##### GIVEN DATA
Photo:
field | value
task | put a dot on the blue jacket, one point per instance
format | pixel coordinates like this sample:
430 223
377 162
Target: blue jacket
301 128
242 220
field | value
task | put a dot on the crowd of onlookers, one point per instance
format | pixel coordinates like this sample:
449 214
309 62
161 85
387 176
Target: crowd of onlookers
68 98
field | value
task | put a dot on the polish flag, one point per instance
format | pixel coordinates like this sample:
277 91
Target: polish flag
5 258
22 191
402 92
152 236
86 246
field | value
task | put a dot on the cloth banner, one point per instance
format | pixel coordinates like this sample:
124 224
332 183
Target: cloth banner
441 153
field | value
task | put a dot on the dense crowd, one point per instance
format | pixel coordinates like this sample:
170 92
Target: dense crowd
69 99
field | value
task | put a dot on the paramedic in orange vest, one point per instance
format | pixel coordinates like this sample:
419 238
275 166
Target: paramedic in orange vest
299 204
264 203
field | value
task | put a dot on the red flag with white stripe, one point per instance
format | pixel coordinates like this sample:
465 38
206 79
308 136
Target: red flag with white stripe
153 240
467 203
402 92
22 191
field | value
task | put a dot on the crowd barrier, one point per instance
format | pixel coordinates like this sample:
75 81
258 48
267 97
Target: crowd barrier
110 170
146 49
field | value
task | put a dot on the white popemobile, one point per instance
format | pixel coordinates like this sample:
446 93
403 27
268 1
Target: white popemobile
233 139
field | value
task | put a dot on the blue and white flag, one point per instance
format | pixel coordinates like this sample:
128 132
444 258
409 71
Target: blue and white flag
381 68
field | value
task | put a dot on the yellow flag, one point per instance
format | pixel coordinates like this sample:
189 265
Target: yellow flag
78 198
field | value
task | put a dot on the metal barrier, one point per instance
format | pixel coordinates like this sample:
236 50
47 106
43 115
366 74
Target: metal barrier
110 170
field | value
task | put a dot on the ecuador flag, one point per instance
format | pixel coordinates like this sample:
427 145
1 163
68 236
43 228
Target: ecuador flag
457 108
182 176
##########
[WORK INSTRUCTIONS] Print every line of the records exactly. Omit nothing.

[OUTPUT OF THE EXERCISE]
Photo:
field | value
task | put a dot on the blue jacket, one point per instance
format | pixel coordinates like this sample:
430 223
377 162
Target: blue jacket
301 128
242 220
field | value
task | put a dot on the crowd of onlookers, one point per instance
format | pixel coordinates like this sample:
449 214
309 62
161 85
387 176
Target: crowd of onlookers
68 98
field | value
task | put a dot on the polish flag, one point per instance
format | pixel coordinates like this sample:
277 91
Target: polish flag
5 258
22 191
402 92
152 236
86 246
field | value
task | put a dot on the cloth banner, one point per instance
format | pixel coordinates like this sample:
124 224
332 183
Target: cloth banner
441 153
field | value
task | put a dot on the dense crowd, one point per instance
format | pixel coordinates like this sample:
170 92
Target: dense crowd
69 99
field | value
task | put a dot on the paramedic in orange vest, one point per instance
format | pixel coordinates like this sample:
419 238
275 166
Target: paramedic in orange vest
299 204
264 203
field | value
task | put a dot on the red flag with white stripe, one point per instance
format | pixel coordinates like this sample:
465 38
206 79
308 136
Target: red flag with white stripe
153 240
467 203
402 92
22 191
field | value
task | put a dot on the crowd barrier, one point per instance
format | pixel coordinates like this sample:
75 81
258 48
267 97
Target: crowd barrier
110 170
146 49
field | value
task | put a dot on the white popemobile, one point per instance
format | pixel coordinates like this sample:
446 93
403 27
268 1
Target: white popemobile
233 139
field | value
task | put a dot on the blue and white flag, one point per instance
format | pixel coordinates like this sample:
128 132
444 258
409 71
Target: blue and white flag
381 68
field | value
task | put a dot on the yellow flag, one point per instance
format | pixel coordinates like this sample:
189 265
Target: yellow flag
78 198
field | value
task | put a dot on the metal barrier, one point per instance
format | pixel coordinates like this sample:
236 50
47 106
43 115
366 74
Target: metal barrier
110 170
field | value
task | put a dot on the ecuador flag, one point per instance
format | pixel coordinates like this sample:
427 145
1 163
68 236
43 228
Target: ecuador flag
457 108
182 176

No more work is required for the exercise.